* **Document excerpt**
##########

The Bellwether Syndicate – Vestige and Vigil

TBS’s William Faith may be one of the senior figures of the second (90’s) wave of goth, but the project’s 2023 release shows that he has lost none of his youthful vigour, energy and righteous anger. Building songs around bludgeoning, syncopated riffs (courtesy of Sarah Rose Faith) and grunge-esque song dynamics, The Bellwether Syndicate’s Vestige and Vigil was a real guitar goth tour de force, thanks to Faith’s infallible ear for a catchy chorus and a lyrical bon mot, the sound of an artist uncompromisingly raging into the dark night.

Bandcamp link


A Cloud of Ravens – Lost Hymns

Brooklyn duo A Cloud of Ravens maintained their reputation for angsty, earnest, pseudo-Celtic gothic rock with their latest album, which has the same authenticity and passion that has contributed to the enduring appeal of the likes of New Model Army or The Levellers. As effective on low-fi low-tempo reflective pieces as on arms-in-the-air choruses, AcoR confirmed their position in the new vanguard with another album of well-crafted 100% pure artisan goth.

Bandcamp link


Black Angel - Lascivious

Already onto their fifth album in as many years, Matt Vowles’ Black Angel continued their astonishingly consistent record of producing high quality albums stuffed with unashamedly retro and respectful references but with a full-on modern sound. With nods to the pillars of the original mid-1980’s UK gothic rock sound – Floodland, Phantasmagoria and Love – Black Angel create an original yet strangely familiar film noir soundscapes which never fail to impress.

Bandcamp link


The Waning Moon – A Dream Or A Vision

With The Kentucky Vampires continuing their studio hiatus, guitarist Zac Campbell has busied himself with a number of side projects, notably an innovative surf-goth project Los Vampiros del Mar and this fully-fledged trad goth project The Waning Moon, a collaboration with Costa Rican vocalist Ariel Maniki. Campbell’s multi-layered approach and golden guitar tone makes The Waning Moon’s debut album a delight for all fans of late 80’s/early 90’s gothic rock, giving full rein to his genius, with Maniki’s dramatic vocal adding an impassioned element to the overall sound.

Bandcamp link


Treponem Pal – Screamers

In a year when heritage acts like The Damned and Iggy Pop delivered unexpectedly good albums, the most pleasant surprise of 2023, Treponem Pal’s Screamers is the album many fans of industrial goth have been waiting for since The Young Gods’ seminal TV Sky. With tongue firmly in cheek and covering a range of sub-genres, Screamers is best played at the recommended “full power” and would be the perfect soundtrack to an all-night biker festival. This is the album Al Jourgensen has been trying to make for the past thirty years.

##########

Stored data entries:
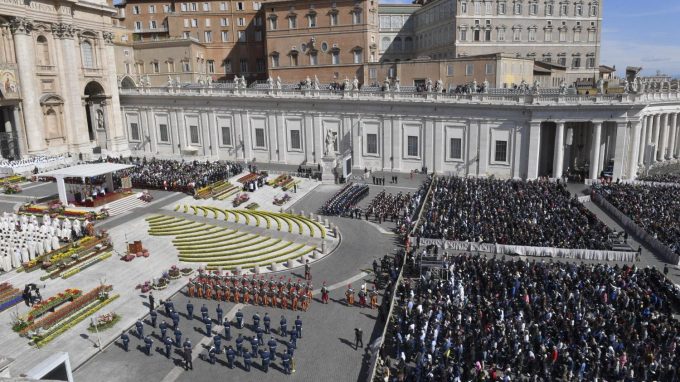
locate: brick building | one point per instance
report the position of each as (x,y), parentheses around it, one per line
(228,36)
(329,39)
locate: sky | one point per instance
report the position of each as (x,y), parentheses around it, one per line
(636,33)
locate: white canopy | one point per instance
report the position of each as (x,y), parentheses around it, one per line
(86,170)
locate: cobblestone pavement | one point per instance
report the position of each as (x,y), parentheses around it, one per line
(326,351)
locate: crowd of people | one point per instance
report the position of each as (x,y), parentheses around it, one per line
(490,319)
(346,200)
(655,209)
(532,213)
(661,178)
(171,175)
(386,206)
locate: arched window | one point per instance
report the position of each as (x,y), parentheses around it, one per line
(385,43)
(408,46)
(43,51)
(88,54)
(397,44)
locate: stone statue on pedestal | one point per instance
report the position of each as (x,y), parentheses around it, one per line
(330,143)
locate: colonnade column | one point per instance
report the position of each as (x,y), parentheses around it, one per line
(655,136)
(643,141)
(619,150)
(23,44)
(634,161)
(595,150)
(663,138)
(534,149)
(673,135)
(558,161)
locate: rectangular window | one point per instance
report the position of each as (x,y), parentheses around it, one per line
(163,132)
(357,57)
(412,146)
(193,134)
(134,131)
(259,138)
(295,141)
(226,135)
(371,143)
(455,148)
(501,153)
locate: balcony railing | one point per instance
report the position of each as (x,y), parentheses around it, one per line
(93,72)
(547,97)
(46,68)
(151,30)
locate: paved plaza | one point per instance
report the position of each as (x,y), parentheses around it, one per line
(326,350)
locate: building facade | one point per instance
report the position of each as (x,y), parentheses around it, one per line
(507,135)
(59,91)
(331,40)
(231,34)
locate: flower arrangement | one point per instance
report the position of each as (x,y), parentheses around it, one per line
(103,322)
(51,303)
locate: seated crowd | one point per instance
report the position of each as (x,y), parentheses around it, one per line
(170,175)
(389,206)
(494,320)
(346,200)
(661,178)
(655,209)
(533,213)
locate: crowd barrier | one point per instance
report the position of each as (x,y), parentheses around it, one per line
(502,249)
(659,248)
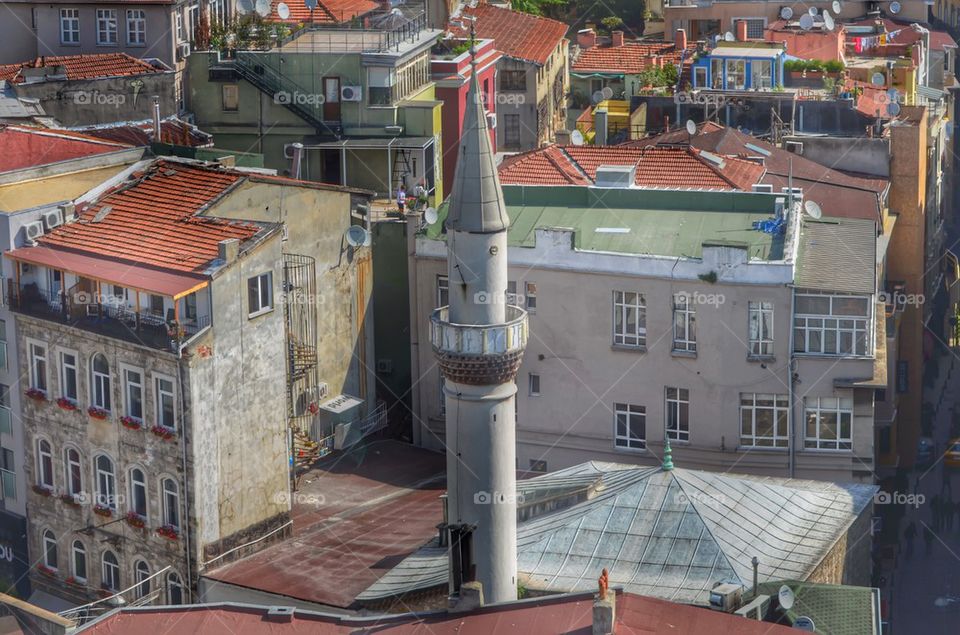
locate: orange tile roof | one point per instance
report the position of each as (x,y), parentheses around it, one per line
(83,66)
(664,167)
(518,35)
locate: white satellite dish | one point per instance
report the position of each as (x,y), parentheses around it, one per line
(813,211)
(786,597)
(357,236)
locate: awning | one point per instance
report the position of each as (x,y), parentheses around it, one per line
(175,285)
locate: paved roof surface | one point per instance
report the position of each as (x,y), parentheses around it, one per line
(519,35)
(837,254)
(668,534)
(355,516)
(89,66)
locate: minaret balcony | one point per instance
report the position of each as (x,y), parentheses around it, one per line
(479,354)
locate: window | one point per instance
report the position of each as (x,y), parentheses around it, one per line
(38,366)
(68,375)
(260,293)
(230,94)
(106,26)
(44,464)
(171,503)
(110,572)
(629,319)
(136,27)
(142,575)
(49,550)
(138,492)
(763,420)
(106,482)
(100,381)
(74,471)
(678,414)
(513,80)
(79,570)
(443,291)
(684,324)
(511,130)
(630,426)
(761,329)
(69,26)
(832,325)
(829,423)
(534,381)
(166,412)
(133,392)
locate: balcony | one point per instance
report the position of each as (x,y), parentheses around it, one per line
(109,320)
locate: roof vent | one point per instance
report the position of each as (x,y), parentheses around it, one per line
(622,176)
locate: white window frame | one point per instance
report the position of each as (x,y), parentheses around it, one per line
(750,409)
(674,405)
(818,407)
(760,330)
(632,416)
(621,310)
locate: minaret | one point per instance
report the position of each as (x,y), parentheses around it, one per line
(479,343)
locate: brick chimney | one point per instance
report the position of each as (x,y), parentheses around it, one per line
(741,30)
(586,38)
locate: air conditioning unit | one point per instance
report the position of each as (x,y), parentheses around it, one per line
(33,231)
(53,218)
(350,93)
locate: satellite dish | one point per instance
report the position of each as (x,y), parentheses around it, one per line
(357,236)
(786,597)
(813,211)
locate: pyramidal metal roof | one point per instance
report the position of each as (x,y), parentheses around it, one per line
(476,202)
(671,534)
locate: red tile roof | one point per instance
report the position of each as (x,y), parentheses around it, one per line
(519,35)
(83,66)
(327,11)
(675,168)
(25,147)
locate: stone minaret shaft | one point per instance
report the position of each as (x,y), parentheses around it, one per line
(479,343)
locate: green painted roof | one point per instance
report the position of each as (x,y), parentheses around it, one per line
(660,222)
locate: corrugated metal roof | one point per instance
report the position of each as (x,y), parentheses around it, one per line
(837,254)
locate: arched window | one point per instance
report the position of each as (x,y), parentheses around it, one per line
(44,463)
(138,492)
(171,503)
(106,482)
(174,589)
(49,549)
(110,572)
(100,382)
(79,561)
(142,574)
(74,471)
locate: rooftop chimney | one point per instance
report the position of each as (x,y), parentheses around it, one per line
(586,38)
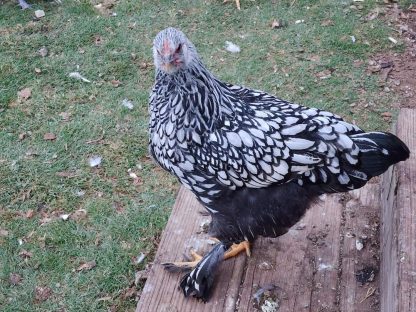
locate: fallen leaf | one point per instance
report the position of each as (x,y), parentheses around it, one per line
(64,216)
(42,293)
(118,207)
(106,298)
(86,266)
(66,174)
(29,214)
(39,13)
(49,136)
(79,214)
(98,40)
(325,74)
(140,276)
(136,180)
(78,76)
(277,24)
(24,94)
(4,233)
(116,83)
(15,279)
(22,136)
(65,116)
(327,22)
(127,103)
(94,161)
(25,254)
(393,40)
(43,51)
(231,47)
(139,259)
(129,292)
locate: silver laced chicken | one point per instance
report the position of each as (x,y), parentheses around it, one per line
(254,161)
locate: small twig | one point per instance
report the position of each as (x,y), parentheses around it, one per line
(96,140)
(370,291)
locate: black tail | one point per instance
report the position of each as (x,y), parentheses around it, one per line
(199,281)
(379,150)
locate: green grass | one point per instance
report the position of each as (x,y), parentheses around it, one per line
(275,60)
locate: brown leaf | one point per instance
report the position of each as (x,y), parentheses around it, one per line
(86,266)
(24,94)
(314,58)
(115,83)
(327,22)
(43,51)
(49,136)
(118,207)
(325,74)
(25,254)
(15,279)
(106,298)
(66,174)
(29,214)
(79,214)
(42,293)
(277,24)
(141,276)
(129,292)
(4,233)
(65,116)
(22,136)
(98,40)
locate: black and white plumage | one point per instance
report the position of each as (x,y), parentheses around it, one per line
(256,162)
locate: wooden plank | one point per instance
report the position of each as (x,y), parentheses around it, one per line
(406,213)
(406,210)
(303,263)
(359,280)
(314,266)
(160,292)
(398,227)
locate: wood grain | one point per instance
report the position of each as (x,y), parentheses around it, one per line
(314,266)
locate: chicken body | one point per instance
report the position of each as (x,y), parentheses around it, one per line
(256,162)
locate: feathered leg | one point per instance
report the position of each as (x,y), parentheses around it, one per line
(198,282)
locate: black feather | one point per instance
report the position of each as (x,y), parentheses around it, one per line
(379,150)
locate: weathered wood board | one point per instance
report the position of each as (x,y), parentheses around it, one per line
(398,236)
(312,268)
(329,261)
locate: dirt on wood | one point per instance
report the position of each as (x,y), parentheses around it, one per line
(397,70)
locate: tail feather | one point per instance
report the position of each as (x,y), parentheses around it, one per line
(379,150)
(199,281)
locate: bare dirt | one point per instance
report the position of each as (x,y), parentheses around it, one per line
(397,71)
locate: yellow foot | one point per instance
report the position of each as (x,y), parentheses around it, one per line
(183,266)
(235,249)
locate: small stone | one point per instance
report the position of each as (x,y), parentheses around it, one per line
(359,245)
(39,13)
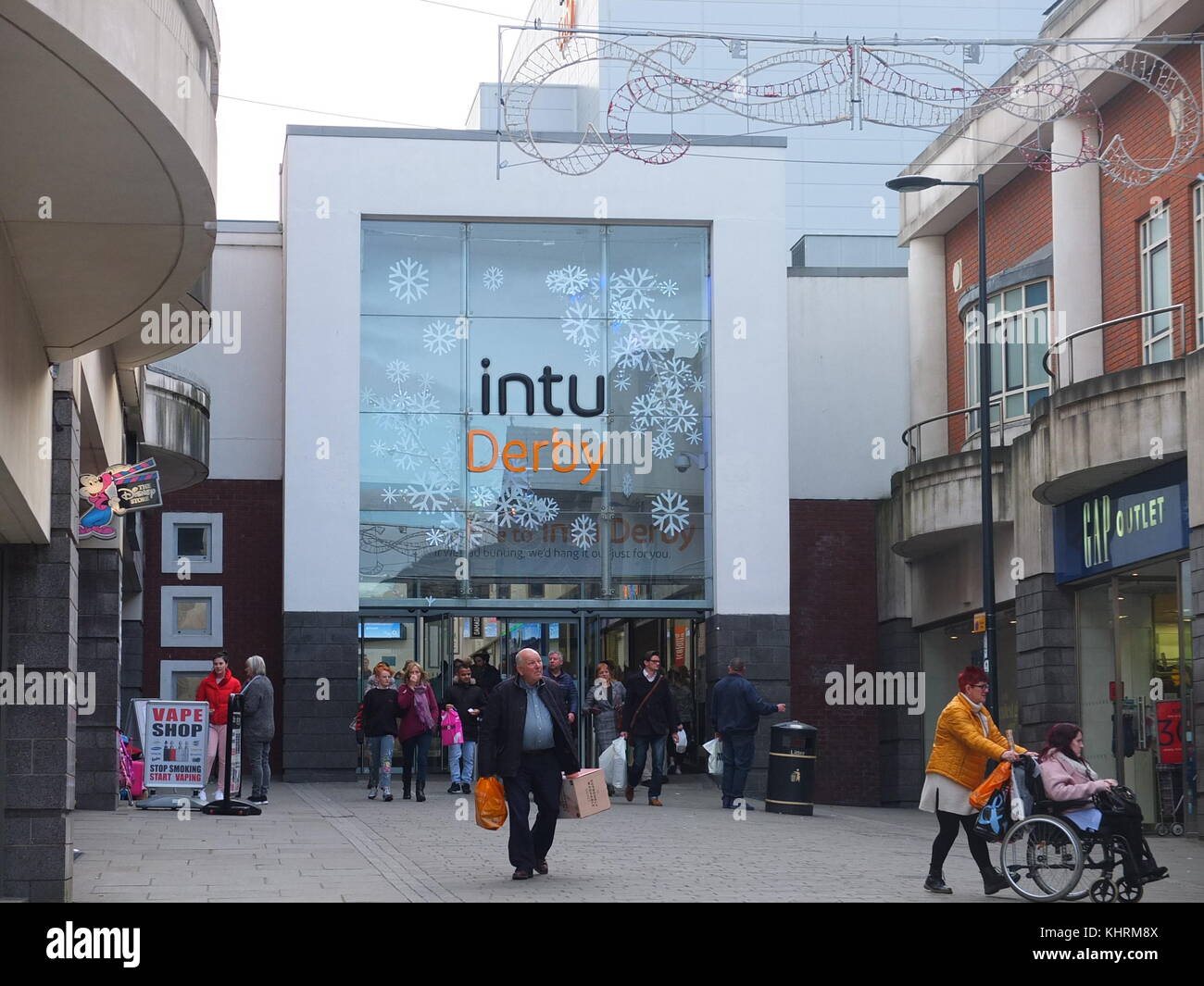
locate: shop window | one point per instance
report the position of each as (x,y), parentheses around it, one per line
(191,617)
(1157,335)
(1019,335)
(192,542)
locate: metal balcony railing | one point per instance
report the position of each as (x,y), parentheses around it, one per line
(1052,351)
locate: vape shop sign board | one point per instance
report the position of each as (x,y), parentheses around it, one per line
(173,743)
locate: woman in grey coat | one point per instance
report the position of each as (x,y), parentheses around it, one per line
(257,726)
(601,702)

##########

* **Exercise instructions**
1. According to the album reviews, why was Vestige and Vigil a real guitar goth tour de force?
2. Reproduce the part of the album reviews starting at "The Waning Moon –" and ending at "the overall sound.".

* **Results by task**
1. The reviews credit it to William Faith's infallible ear for a catchy chorus and a lyrical bon mot.

2.
The Waning Moon – A Dream Or A Vision

With The Kentucky Vampires continuing their studio hiatus, guitarist Zac Campbell has busied himself with a number of side projects, notably an innovative surf-goth project Los Vampiros del Mar and this fully-fledged trad goth project The Waning Moon, a collaboration with Costa Rican vocalist Ariel Maniki. Campbell’s multi-layered approach and golden guitar tone makes The Waning Moon’s debut album a delight for all fans of late 80’s/early 90’s gothic rock, giving full rein to his genius, with Maniki’s dramatic vocal adding an impassioned element to the overall sound.